*The task*. Please reproduce the material from the line with "of the wood-grain" up to and including its last line, keeping every line of text, and shift each coordinate in the answers by adding -76 to both of its numbers.

*Record excerpts*.
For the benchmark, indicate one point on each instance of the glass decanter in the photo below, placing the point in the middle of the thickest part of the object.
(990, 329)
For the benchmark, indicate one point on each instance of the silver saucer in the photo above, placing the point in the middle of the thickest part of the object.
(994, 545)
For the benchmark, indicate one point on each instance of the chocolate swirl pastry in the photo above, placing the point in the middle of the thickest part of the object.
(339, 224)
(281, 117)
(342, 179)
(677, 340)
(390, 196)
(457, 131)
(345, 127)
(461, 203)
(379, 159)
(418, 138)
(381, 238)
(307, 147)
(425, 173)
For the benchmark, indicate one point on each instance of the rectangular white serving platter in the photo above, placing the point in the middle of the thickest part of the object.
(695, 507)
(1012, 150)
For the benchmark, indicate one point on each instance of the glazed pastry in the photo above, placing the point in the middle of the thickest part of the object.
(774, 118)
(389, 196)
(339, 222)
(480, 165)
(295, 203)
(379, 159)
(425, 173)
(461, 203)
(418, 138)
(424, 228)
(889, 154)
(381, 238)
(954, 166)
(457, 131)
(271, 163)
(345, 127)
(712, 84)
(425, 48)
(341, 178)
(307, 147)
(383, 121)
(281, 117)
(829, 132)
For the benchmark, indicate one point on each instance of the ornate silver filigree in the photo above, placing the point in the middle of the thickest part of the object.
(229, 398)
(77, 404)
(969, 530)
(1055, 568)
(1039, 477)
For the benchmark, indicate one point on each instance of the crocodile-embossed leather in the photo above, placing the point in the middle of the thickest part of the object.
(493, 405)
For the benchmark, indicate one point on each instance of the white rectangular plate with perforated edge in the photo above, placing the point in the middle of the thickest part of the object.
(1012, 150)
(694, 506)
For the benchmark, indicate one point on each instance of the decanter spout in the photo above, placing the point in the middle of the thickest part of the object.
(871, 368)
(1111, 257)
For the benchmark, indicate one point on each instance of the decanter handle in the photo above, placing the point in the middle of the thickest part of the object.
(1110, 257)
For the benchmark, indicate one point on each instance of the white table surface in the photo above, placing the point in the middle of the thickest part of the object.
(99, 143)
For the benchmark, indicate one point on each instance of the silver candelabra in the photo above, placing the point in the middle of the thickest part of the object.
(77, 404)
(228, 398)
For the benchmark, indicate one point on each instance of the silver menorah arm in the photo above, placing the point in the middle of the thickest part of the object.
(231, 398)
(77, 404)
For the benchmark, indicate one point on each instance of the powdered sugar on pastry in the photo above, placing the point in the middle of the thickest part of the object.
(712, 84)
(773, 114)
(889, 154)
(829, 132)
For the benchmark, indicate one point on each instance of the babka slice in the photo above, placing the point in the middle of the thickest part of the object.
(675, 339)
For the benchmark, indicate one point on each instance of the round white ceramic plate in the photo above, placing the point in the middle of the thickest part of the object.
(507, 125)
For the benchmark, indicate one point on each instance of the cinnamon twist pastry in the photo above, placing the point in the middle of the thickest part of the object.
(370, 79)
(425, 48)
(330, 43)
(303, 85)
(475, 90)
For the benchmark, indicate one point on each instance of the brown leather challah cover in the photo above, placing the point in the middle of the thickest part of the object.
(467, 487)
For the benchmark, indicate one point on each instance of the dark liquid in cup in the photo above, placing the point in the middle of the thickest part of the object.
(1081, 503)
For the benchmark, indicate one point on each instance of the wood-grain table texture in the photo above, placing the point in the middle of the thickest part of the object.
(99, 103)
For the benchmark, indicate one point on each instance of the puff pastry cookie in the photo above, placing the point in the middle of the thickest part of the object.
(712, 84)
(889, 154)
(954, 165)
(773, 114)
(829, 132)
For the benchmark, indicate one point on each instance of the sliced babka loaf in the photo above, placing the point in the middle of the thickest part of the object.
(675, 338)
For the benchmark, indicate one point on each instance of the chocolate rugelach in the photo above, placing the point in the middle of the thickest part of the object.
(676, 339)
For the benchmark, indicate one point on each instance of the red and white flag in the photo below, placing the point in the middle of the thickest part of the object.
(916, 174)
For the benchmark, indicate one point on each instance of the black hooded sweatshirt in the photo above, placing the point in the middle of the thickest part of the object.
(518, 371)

*Solution to this exercise*.
For the benchmark, indicate one point on each instance of the wood-grain table texture in the photo above, placing the point in the middle of the thickest part of the object.
(23, 27)
For the benchmark, indicate one point on each instance of the puff pastry cookie in the photo above, placing the point in the middle of the thickest part of the object.
(636, 8)
(813, 78)
(878, 89)
(697, 38)
(753, 56)
For the benchmark, indicate one point on each instance of the sliced babka loaf in the photo above, placing the point in the middle of the thickest part of the object.
(599, 262)
For the benchmark, indicate one point on each instance of the chocolate rugelach in the photo above, placing the point in the middle of the thickest part of the object.
(600, 263)
For the benchmark, indicate one point on each instance of the red and white flag in the photo below, placing the point in the middle of the thickest part of the object.
(840, 98)
For the benchmark, indicate one point on each instance of the black hooded sweatshirt in the photo above, placing the point in the middle of the thickest part of the object.
(442, 295)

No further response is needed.